» WHAT NEEDS TO BE DONE:
From the listing below, copy every line with the word "Target".

» AVAILABLE RECORDS:
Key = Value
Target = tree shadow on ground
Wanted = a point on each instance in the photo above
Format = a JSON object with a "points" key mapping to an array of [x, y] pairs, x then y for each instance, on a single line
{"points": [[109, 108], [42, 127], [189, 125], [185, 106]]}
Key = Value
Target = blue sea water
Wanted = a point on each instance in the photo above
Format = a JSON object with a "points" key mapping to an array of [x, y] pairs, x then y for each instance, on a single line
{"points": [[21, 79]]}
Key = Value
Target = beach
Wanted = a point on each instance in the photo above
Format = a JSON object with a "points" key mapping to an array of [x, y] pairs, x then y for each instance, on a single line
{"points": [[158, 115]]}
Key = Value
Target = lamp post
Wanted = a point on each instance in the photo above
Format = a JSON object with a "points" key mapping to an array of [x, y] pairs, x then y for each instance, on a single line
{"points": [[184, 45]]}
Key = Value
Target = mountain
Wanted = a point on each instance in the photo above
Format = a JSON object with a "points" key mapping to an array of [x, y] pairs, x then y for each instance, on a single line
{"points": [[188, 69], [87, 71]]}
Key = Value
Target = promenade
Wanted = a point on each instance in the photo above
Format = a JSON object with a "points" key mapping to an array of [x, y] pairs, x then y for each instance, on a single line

» ANSWER FOR THIS EXERCISE:
Target = tree shadow on ground
Target = blue sea water
Target = beach
Target = lamp post
Target = mountain
Target = promenade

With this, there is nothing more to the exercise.